--- Text shown ---

════════════════════

Mitch McCasland is an expert in brand strategy. He has worked with the big guns--Proctor & Gamble, Dr. Pepper/Seven-Up, and Verizon/GTE. I recently talked with Mitch about how Account Planning techniques can benefit the way web sites are designed. Here's what Mitch had to say.
Perfetti: Many development teams we work with tell us they want to "know their users" and understand their customers' needs at a deeper level. How can techniques from Account Planning help these designers?
Mitch: Account Planning enables designers to develop an intimate understanding of users' behaviors, attitudes, motivations, and lifestyles. Using techniques from Account Planning, designers can better understand what happens in a user's daily life, as well as the motivational role a web site has in evoking real-world responses by users. This is important in selecting and designing a web site's imagery, content, tonality, functions, and features.
Perfetti: Are there any organizations you've worked with who have successfully gathered customer insights using Account Planning techniques?
Mitch: I worked with the American Diabetes Association (ADA) to help them understand their users' needs at a deeper level. The ADA is a wonderful organization. It's the nation's leading nonprofit health organization providing diabetes research, information, and advocacy. The organization's mission is to prevent diabetes, support the search for a cure, and improve the lives of people affected by the disease.
In pursuing this mission, the ADA publishes scientific findings and provides information and services to people with diabetes, their families, health care professionals, and the public. The Diabetes.org web site plays a vital part in disseminating this information to its various audiences.
Perfetti: Why did the ADA get you involved?
Mitch: ADA's site was not organized in a way to support quick access to information. For example, the content concerning Type 1 diabetes, also known as juvenile diabetes, was not uniformly written to the layperson's understanding. As a result, parents of children with Type 1 diabetes who came to the site were not able to quickly gather the information they needed. Plus, the site had grown in bits and pieces, patched together over time, and users were having an increasingly difficult time finding the information they needed.

════════════════════

(Stored data entries)

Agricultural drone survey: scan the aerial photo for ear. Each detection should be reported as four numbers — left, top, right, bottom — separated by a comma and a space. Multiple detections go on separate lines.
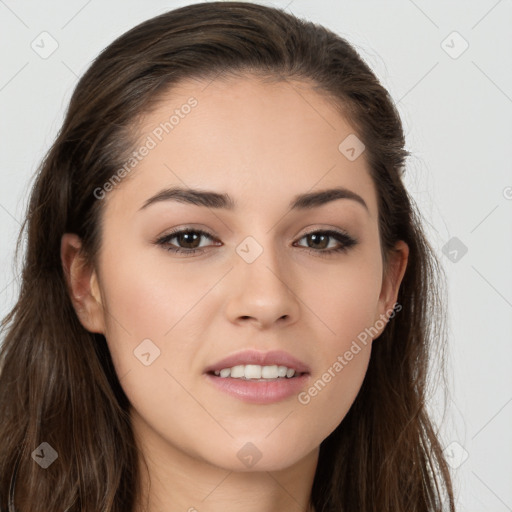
378, 240, 409, 324
60, 233, 105, 334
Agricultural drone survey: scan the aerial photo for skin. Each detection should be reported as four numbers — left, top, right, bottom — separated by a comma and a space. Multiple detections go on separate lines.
61, 76, 408, 512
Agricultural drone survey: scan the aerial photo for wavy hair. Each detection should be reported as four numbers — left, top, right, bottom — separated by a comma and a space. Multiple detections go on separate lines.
0, 1, 455, 512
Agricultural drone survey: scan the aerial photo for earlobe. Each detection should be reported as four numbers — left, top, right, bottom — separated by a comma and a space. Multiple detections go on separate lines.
60, 233, 105, 334
379, 240, 409, 316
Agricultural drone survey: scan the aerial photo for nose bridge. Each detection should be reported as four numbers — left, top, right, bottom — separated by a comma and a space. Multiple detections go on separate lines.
230, 229, 298, 323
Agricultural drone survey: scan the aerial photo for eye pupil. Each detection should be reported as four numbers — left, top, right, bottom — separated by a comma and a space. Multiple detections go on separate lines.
308, 233, 329, 249
178, 231, 201, 248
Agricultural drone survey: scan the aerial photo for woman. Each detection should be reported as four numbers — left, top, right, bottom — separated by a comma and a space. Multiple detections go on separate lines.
0, 2, 454, 512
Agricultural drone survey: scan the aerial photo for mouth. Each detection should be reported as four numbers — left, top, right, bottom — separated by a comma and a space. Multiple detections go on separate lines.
206, 364, 308, 382
204, 350, 311, 404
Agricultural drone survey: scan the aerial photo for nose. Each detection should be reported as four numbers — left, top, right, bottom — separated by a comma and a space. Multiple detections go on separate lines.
227, 238, 300, 329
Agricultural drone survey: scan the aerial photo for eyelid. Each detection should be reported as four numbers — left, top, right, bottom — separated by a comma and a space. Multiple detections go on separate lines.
153, 226, 359, 257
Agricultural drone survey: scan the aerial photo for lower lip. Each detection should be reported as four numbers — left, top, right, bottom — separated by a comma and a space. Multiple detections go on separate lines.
205, 373, 309, 404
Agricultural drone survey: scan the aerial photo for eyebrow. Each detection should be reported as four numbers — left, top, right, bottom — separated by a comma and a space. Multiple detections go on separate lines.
139, 187, 369, 211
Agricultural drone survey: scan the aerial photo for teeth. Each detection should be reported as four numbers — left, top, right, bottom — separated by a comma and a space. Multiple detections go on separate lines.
214, 364, 295, 380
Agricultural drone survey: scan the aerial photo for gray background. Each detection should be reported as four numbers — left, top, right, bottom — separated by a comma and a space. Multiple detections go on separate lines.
0, 0, 512, 512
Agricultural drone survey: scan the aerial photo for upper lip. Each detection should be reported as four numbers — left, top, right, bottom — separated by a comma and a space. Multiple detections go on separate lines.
204, 350, 310, 373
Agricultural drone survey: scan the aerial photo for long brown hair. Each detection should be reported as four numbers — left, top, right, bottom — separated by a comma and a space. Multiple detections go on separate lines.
0, 1, 455, 512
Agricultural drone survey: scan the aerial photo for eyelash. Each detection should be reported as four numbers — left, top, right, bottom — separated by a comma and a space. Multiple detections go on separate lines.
155, 228, 358, 257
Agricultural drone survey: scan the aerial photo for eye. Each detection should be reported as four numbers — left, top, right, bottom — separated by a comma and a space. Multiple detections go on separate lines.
155, 228, 358, 256
156, 229, 218, 254
299, 229, 358, 256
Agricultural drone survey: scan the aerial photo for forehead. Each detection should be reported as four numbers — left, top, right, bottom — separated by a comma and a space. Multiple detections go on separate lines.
104, 77, 376, 219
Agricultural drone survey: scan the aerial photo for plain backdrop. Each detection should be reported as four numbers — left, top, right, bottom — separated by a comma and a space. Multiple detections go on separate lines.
0, 0, 512, 512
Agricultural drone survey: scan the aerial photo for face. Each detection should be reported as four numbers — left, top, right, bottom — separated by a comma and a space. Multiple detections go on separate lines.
65, 77, 405, 471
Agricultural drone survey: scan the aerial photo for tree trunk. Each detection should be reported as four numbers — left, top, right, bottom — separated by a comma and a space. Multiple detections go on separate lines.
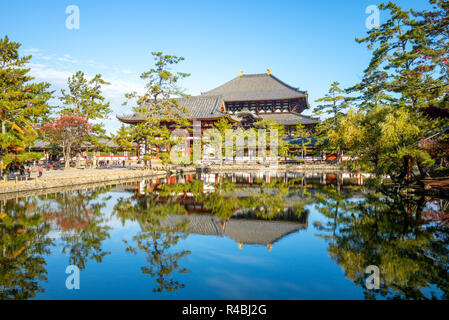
417, 161, 432, 179
63, 148, 70, 169
76, 151, 81, 169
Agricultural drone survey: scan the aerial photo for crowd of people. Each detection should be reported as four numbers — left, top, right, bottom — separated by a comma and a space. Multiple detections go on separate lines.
1, 160, 126, 180
5, 161, 62, 180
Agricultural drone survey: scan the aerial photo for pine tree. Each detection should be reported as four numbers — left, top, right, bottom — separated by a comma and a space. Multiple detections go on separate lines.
59, 71, 112, 167
124, 52, 190, 168
0, 36, 53, 171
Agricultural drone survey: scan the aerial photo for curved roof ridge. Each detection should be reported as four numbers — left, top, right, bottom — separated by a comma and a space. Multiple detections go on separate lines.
201, 73, 307, 101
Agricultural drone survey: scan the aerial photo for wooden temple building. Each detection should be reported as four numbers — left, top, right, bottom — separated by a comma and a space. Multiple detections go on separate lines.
117, 72, 319, 138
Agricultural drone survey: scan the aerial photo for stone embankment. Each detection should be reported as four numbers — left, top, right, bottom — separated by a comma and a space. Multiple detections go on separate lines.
0, 163, 341, 194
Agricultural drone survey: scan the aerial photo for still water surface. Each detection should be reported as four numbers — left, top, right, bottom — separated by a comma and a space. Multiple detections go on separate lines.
0, 172, 449, 299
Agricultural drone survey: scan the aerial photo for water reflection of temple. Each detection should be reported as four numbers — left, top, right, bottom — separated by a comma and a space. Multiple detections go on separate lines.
145, 214, 308, 250
137, 171, 371, 194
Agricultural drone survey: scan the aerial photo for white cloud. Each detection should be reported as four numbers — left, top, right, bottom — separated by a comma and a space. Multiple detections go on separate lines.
23, 48, 41, 53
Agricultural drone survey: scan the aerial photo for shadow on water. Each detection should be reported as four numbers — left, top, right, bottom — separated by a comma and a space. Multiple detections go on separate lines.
0, 173, 449, 299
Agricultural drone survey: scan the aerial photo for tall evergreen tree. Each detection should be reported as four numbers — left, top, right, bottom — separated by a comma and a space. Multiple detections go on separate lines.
0, 36, 53, 169
124, 52, 190, 168
59, 71, 112, 166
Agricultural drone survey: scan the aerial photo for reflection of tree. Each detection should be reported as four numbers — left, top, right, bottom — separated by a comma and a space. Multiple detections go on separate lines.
241, 179, 310, 219
114, 195, 191, 292
0, 199, 52, 300
45, 188, 111, 270
312, 190, 449, 299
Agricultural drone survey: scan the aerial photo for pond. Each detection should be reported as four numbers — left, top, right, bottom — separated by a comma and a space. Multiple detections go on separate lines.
0, 172, 449, 299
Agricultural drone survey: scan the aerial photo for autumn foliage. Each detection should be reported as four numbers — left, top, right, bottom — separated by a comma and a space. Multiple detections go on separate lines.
41, 115, 92, 168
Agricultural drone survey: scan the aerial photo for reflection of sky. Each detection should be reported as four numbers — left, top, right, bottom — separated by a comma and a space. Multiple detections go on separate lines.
33, 192, 363, 299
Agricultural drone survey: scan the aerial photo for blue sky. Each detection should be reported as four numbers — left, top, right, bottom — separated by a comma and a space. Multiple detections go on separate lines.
0, 0, 434, 131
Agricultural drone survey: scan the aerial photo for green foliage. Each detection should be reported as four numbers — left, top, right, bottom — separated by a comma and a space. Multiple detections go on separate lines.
124, 52, 190, 167
0, 36, 53, 169
59, 71, 112, 164
318, 0, 449, 183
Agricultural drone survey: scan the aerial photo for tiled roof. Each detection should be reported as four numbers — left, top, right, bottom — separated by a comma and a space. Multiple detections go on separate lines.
117, 96, 226, 123
258, 112, 320, 125
202, 73, 307, 101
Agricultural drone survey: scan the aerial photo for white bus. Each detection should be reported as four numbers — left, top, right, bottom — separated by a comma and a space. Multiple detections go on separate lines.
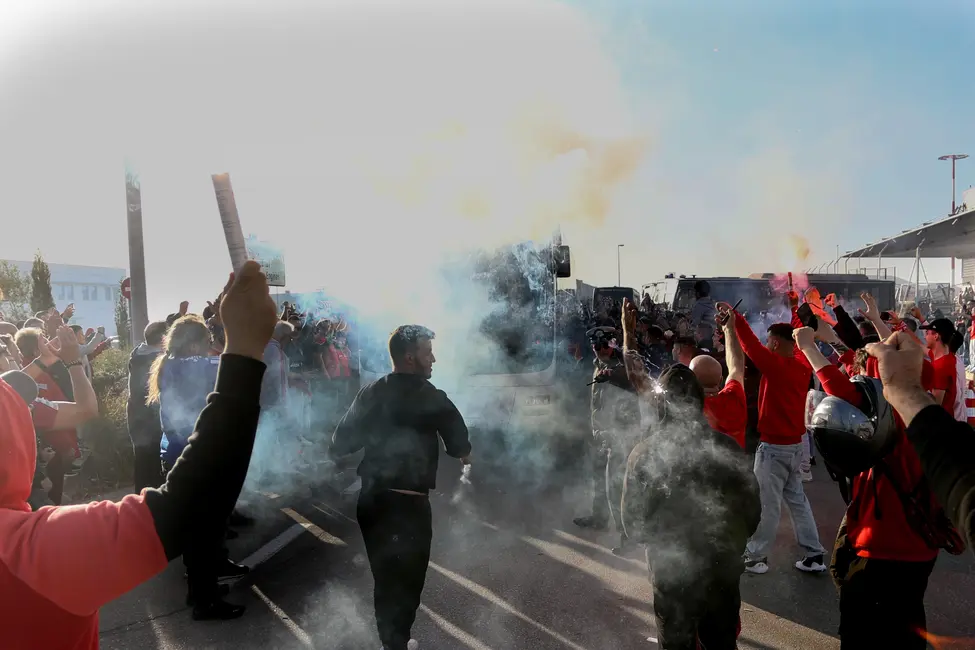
361, 237, 580, 471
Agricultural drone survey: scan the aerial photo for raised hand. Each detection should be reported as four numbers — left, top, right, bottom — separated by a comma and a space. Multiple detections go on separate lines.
219, 260, 278, 360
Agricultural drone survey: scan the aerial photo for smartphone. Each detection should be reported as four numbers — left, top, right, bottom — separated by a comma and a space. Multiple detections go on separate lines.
796, 302, 819, 330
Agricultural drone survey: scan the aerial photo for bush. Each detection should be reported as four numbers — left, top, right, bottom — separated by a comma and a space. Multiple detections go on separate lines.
82, 349, 133, 490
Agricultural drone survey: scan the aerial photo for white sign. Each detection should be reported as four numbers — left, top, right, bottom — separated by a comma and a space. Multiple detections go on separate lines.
246, 235, 285, 287
210, 174, 248, 270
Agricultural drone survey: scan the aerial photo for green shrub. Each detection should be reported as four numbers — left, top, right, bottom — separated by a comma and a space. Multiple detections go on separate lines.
82, 349, 133, 491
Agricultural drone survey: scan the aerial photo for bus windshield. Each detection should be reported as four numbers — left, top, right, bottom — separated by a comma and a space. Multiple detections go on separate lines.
466, 243, 556, 375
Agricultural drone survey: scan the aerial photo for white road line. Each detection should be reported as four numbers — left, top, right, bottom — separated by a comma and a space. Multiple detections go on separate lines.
281, 508, 348, 546
430, 562, 586, 650
241, 524, 305, 569
420, 604, 491, 650
311, 501, 359, 524
251, 585, 315, 648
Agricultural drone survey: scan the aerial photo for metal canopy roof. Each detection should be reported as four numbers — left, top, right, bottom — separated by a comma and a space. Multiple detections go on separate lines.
843, 207, 975, 258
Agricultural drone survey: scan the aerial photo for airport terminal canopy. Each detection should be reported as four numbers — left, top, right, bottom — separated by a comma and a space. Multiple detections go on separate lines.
843, 202, 975, 259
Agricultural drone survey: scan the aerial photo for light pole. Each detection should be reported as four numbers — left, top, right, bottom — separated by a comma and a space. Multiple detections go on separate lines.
616, 244, 623, 287
938, 153, 968, 214
938, 153, 968, 300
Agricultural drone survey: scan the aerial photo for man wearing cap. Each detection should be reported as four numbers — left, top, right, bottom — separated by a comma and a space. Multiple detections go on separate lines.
919, 318, 961, 416
573, 326, 640, 548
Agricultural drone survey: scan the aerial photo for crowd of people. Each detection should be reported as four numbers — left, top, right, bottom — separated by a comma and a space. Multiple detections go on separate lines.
575, 281, 971, 648
0, 262, 975, 650
0, 305, 111, 508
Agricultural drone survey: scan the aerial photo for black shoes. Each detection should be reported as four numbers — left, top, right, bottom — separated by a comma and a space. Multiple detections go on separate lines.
227, 510, 256, 528
193, 598, 247, 621
217, 560, 251, 580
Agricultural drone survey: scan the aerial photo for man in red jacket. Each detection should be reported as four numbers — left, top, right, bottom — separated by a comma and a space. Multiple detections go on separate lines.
718, 303, 826, 574
0, 262, 277, 650
795, 327, 938, 650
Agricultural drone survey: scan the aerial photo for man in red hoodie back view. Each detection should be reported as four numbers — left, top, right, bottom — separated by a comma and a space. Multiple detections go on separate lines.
0, 262, 277, 650
718, 303, 826, 574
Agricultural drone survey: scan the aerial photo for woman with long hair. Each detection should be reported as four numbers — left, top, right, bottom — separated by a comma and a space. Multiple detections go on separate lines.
146, 314, 247, 620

════════════════════

In the interview about Account Planning, what other name for Type 1 diabetes does Mitch give?

--- Exercise output ---
Juvenile diabetes.